----- Page extract
Forgive me to disagree on your unproven statement, but I think there is quite a bunch of players seeking some form of realism in flightsims that need something more than HAWX or Ace Combat delivers (not familiar with the AC series, based on gameplay movies only) but would instantly get frustrated with DCS of F4 level of complexity. In this case I agree with Evil Flower that titles like SC, Jetfighter III or Janes' ATF were best balance of gameplay vs operations complexity/learning curve back in the days, Novalogic short living series falling to more arcade category. Now thinking of it there's only SF series I think that does it well (but sadly doesn't fully deliver in the graphics department, which is of course also factor for new players)
----------
What you will do —
a) In the flight-simulator post, which titles does the writer agree with Evil Flower were the best balance of gameplay against operational complexity?
b) Write a continuation of the flight-simulator post, starting after its final sentence.
The records have no connection to the flight-simulator post.
----- Given entries
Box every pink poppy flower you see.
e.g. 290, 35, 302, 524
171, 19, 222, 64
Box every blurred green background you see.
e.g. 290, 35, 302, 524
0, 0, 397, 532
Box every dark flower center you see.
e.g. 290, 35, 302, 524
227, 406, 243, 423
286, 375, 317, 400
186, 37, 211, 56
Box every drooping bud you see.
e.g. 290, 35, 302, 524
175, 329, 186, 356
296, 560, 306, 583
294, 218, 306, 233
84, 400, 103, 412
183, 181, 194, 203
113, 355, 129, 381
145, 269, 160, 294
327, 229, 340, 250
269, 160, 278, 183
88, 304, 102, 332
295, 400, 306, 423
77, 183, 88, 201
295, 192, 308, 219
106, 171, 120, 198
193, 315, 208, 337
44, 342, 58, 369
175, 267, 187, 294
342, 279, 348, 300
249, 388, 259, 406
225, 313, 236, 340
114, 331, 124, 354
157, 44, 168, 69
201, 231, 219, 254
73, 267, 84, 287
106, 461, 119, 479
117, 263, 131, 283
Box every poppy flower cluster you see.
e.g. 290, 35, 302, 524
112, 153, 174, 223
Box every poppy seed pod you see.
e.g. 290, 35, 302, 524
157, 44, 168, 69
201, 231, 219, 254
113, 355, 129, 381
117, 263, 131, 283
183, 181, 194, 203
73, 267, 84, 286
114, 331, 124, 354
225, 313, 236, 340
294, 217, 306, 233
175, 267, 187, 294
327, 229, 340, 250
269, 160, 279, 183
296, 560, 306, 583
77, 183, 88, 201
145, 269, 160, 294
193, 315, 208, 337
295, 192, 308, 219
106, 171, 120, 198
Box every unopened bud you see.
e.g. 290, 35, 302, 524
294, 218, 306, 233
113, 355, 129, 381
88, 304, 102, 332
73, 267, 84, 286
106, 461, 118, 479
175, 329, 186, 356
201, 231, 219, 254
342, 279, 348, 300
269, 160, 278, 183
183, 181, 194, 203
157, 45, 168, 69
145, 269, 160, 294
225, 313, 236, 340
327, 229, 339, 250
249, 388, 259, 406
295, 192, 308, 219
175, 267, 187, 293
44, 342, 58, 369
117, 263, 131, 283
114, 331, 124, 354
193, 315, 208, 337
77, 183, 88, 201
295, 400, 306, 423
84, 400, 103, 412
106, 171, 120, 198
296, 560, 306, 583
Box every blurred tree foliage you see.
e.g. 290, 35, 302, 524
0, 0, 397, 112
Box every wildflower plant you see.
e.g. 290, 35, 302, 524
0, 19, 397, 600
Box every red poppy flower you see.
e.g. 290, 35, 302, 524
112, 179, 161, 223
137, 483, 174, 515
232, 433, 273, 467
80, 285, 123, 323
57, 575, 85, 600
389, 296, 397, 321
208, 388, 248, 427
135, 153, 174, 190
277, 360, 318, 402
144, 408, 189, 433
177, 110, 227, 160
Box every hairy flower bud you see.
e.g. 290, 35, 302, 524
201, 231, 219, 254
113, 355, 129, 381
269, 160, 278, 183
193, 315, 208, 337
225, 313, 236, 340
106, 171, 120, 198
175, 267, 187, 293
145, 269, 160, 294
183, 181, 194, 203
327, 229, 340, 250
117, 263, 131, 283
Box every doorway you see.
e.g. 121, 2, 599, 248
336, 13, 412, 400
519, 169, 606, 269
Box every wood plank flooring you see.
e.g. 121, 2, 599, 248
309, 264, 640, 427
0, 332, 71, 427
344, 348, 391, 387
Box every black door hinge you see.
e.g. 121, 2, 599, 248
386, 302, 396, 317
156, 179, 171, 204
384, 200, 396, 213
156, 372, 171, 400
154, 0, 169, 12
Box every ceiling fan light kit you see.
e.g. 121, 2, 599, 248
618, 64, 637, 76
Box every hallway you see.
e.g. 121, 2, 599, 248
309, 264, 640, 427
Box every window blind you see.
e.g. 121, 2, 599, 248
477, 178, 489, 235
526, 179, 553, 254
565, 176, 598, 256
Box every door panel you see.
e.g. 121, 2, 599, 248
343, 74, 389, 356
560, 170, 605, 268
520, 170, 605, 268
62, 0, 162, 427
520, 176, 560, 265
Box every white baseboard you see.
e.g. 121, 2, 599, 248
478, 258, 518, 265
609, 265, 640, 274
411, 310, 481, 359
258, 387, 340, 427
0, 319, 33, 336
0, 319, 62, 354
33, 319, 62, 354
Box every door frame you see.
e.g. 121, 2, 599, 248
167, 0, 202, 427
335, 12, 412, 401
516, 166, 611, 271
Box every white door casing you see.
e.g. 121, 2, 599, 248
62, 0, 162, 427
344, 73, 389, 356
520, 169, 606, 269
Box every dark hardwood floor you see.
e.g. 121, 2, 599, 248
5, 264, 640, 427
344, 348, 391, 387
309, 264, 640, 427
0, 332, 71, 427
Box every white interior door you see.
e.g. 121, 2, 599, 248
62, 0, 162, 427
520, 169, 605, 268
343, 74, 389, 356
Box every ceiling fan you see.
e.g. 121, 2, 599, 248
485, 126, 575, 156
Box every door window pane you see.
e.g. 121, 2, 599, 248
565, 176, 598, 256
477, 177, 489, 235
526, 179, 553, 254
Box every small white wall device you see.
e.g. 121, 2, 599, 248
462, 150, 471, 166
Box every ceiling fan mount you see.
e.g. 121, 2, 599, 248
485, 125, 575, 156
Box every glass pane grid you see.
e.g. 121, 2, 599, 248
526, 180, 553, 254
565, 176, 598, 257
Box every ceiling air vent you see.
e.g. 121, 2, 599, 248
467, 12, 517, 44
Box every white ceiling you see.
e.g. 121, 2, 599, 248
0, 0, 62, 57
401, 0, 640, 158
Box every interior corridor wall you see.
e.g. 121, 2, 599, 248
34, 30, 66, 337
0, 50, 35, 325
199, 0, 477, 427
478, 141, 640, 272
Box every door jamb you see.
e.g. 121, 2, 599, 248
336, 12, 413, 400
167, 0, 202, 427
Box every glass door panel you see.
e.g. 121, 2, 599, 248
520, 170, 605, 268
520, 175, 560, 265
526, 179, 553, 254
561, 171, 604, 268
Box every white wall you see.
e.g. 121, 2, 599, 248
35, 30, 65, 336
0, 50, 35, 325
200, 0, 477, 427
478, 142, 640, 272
----------
----- Given entries
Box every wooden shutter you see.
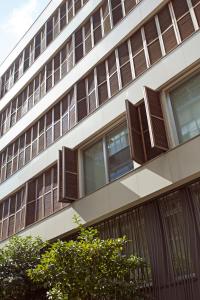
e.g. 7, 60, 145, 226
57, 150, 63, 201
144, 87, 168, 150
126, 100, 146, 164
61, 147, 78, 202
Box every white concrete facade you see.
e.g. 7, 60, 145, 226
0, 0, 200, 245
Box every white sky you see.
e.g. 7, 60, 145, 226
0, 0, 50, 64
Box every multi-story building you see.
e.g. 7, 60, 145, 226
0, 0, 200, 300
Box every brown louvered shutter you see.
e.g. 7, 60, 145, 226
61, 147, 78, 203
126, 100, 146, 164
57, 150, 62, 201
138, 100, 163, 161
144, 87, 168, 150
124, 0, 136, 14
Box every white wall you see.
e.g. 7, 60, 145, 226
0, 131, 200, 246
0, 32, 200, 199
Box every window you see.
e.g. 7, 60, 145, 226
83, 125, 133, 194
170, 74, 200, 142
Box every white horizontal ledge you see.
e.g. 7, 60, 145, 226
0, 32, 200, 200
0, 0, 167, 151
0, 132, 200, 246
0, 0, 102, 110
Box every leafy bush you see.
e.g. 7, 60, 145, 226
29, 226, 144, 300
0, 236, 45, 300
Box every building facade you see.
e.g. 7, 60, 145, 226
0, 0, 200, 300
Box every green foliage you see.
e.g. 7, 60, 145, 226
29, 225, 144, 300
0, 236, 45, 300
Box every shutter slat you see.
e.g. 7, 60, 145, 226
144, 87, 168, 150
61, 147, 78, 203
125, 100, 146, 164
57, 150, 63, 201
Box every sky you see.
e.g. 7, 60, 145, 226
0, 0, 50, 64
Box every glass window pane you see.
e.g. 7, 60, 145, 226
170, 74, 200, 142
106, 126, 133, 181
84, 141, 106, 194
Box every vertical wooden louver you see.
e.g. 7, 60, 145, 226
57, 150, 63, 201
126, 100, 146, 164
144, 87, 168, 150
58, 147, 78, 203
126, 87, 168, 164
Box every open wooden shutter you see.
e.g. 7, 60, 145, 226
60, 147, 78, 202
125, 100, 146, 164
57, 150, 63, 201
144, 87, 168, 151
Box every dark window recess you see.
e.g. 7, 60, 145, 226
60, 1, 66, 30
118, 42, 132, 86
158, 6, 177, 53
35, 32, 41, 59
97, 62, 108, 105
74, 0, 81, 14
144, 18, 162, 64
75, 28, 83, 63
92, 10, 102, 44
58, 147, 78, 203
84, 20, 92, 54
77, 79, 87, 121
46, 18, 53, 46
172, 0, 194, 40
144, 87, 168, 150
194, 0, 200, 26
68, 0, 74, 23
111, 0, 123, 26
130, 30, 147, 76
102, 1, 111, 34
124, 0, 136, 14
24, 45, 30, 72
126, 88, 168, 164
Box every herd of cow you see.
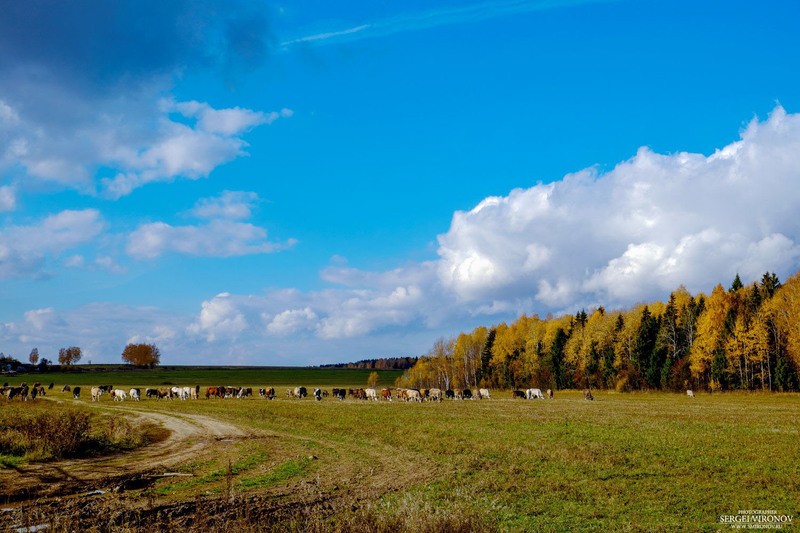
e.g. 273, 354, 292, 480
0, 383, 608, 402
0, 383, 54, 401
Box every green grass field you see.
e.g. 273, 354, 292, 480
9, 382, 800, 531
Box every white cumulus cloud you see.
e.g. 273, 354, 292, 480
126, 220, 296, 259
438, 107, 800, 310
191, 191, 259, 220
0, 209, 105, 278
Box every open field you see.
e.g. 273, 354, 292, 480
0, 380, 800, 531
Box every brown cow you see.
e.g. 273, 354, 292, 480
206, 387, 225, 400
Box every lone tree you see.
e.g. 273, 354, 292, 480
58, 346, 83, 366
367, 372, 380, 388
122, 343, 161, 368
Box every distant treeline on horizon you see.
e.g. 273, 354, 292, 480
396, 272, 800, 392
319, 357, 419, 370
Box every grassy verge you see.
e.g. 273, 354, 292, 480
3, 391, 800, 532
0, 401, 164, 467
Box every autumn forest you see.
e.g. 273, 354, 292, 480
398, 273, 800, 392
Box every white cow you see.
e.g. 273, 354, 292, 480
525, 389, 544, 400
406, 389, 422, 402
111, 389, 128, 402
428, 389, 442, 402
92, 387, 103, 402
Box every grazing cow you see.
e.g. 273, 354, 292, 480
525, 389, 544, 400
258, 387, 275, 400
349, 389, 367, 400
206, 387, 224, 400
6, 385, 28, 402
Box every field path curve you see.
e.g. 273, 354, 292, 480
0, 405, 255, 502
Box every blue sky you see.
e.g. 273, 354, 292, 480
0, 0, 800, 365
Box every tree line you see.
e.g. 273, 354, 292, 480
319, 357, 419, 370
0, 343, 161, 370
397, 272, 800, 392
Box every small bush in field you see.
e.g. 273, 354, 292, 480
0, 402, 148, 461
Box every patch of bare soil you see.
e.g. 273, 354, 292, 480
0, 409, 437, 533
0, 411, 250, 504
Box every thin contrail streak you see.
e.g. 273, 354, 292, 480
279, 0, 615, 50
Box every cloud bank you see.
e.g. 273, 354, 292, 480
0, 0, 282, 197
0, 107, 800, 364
----------
----- Given entries
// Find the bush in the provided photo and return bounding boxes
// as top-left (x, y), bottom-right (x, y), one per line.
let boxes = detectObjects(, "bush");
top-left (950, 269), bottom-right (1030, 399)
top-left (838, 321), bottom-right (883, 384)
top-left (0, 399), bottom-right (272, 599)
----------
Answers below —
a) SC, Jetfighter III and Janes' ATF.

b)
And I don't think that a storyline driven campaign is a must-have for the beginners (they have it in the arcade), not at least when the sim includes simple custom missions generator sort of. At the level of interest making unlimited ordnance not whistanding, the progress in dogfighting skills would be enough of a reward IMO, no need to bad acting movies between missions (Jetfighter IV anyone?)

Also we need to remember that the lite vs realistic has changed over the years, what was considered realistic back in the early 90s (F-19 and it's F-117 "sequel", CYAC, Aces series) would be generally considered lite now by DCS-level of complexity players (and IMO they'd be right)

Last edited by CA_Stary; 12/22/11 06:25 PM.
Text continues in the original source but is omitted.